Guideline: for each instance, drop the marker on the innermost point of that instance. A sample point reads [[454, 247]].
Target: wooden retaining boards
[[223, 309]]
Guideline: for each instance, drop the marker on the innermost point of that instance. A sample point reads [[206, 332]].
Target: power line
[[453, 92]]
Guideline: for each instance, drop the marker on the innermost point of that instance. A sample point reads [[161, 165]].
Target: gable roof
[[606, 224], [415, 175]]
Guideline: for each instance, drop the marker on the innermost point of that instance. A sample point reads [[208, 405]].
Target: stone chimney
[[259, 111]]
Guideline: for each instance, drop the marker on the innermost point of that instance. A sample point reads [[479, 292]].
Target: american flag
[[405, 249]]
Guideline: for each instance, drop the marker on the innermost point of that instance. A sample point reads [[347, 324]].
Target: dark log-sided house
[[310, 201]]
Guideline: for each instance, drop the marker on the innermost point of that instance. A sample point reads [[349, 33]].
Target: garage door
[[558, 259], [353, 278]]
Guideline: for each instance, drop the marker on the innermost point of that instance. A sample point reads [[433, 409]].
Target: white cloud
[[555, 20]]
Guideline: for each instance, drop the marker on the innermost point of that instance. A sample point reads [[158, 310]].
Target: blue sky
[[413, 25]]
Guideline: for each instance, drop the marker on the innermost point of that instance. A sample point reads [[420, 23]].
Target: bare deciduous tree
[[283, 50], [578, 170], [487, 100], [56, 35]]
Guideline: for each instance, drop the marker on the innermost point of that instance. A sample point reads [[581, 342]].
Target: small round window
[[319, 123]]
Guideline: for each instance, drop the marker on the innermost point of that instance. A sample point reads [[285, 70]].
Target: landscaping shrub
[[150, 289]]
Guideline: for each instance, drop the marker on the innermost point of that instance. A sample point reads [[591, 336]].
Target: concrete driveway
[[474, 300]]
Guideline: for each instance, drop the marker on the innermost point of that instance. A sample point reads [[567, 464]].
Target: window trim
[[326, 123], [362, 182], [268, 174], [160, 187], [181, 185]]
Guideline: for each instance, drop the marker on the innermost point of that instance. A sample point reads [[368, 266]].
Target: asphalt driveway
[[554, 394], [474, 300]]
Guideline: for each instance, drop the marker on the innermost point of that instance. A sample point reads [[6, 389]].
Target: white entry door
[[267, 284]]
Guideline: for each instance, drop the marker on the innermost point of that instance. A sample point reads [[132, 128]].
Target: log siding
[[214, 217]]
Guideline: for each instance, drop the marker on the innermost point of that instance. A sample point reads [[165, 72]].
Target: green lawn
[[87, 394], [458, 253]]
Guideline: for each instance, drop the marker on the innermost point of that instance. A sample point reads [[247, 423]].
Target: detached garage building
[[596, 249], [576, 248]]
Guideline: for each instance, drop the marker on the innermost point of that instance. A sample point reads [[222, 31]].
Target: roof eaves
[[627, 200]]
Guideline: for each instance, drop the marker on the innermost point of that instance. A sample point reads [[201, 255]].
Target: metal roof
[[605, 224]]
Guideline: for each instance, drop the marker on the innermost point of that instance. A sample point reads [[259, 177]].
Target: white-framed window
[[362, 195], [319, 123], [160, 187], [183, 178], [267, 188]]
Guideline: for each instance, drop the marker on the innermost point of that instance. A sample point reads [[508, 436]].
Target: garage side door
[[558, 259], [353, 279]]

____________________

» **SHORT EXERCISE**
Copy all of the lines above word for word, without changing anything.

» **TASK OUTPUT**
Guideline: for each instance, drop the marker on the innermost point of that instance. A sample point reads [[454, 247]].
Target: wooden retaining boards
[[223, 309]]
Guideline: for each instance, drop the marker on the innermost point of that instance. A sample point reads [[206, 332]].
Target: power line
[[453, 92]]
Guideline: for each instance, drop the marker on the innermost point of that instance. A sample point reads [[161, 165]].
Target: gable roof
[[606, 224], [415, 175]]
Guideline: for each instance, drop the marker on the innermost point of that instance. A sample point reads [[208, 405]].
Target: stone chimney
[[259, 111]]
Guideline: for each instance, drop the marker on the innermost point of that instance. A sample point reads [[479, 292]].
Target: american flag
[[405, 249]]
Guideline: for each instance, drop the marker on the innermost point of that instance. A sample point reads [[347, 324]].
Target: dark log-sided house
[[310, 201]]
Guideline: for each instance, drop the marker on the innermost point of that instance. A sample point reads [[349, 33]].
Target: garage door
[[558, 259], [353, 278]]
Guideline: for each instance, drop the marker on the innermost point of that instance. A sample point reads [[433, 409]].
Target: white cloud
[[555, 20]]
Guideline: for each instance, drop the marker on the innermost point of that instance. A sample point reads [[158, 310]].
Target: blue sky
[[413, 25]]
Guideline: for each instance, drop the marker on the innermost point of that instance. A sample point reads [[420, 23]].
Target: bare deciduous tree
[[283, 50], [578, 170], [487, 100], [56, 35]]
Guideline: for each instance, drop the marker on the innermost point of that instance. A sample point reads [[581, 342]].
Target: small round window
[[319, 123]]
Guideline: for each instance, drop the marker on the innermost point of that instance. A sample point reads [[285, 70]].
Target: landscaping shrub
[[150, 289]]
Guideline: for each instance, drop the marker on the innermost point of that instance. A sample point reads [[591, 336]].
Target: concrete driveway
[[474, 300]]
Guideline: for each instance, drop the marker on the innermost point of that instance. A sample point reads [[567, 464]].
Target: window trim
[[326, 123], [362, 182], [268, 174], [160, 187], [181, 185]]
Guideline: for each instance, drop the marker on the innermost point of that instance. A sample point reads [[368, 266]].
Target: asphalt driveway
[[554, 394], [474, 300]]
Guideline: for each instance, drop the marker on the innermost point of that instance. A sample point reads [[6, 389]].
Target: white entry door
[[267, 284]]
Guideline: for each instance, drop the marker on the innermost point of that instance. A sample point reads [[132, 128]].
Target: log siding
[[214, 217]]
Guideline: for each instance, drop the marker on the innermost point of that instance. A sample point reads [[165, 72]].
Target: green lawn
[[87, 394], [458, 253]]
Guideline: for each instance, drop the marker on the innermost point of that instance. A sample point reads [[247, 423]].
Target: detached garage building
[[596, 249], [576, 248]]
Guideline: for each instance, drop the marker on the innermost point of that instance. A sample point reads [[222, 31]].
Target: roof eaves
[[627, 200]]
Guideline: for each instance, drop the marker on the innermost point of that instance. A sample point reads [[201, 255]].
Target: metal roof
[[605, 224]]
Guideline: for each instance, drop the marker on the innermost point of that instance. A sample point reads [[259, 177]].
Target: white-framed window
[[362, 195], [319, 123], [160, 187], [183, 178], [267, 188]]
Guideline: for each instance, drop the marker on the innermost point of that instance. A sample point reads [[508, 436]].
Target: garage side door
[[558, 259], [353, 279]]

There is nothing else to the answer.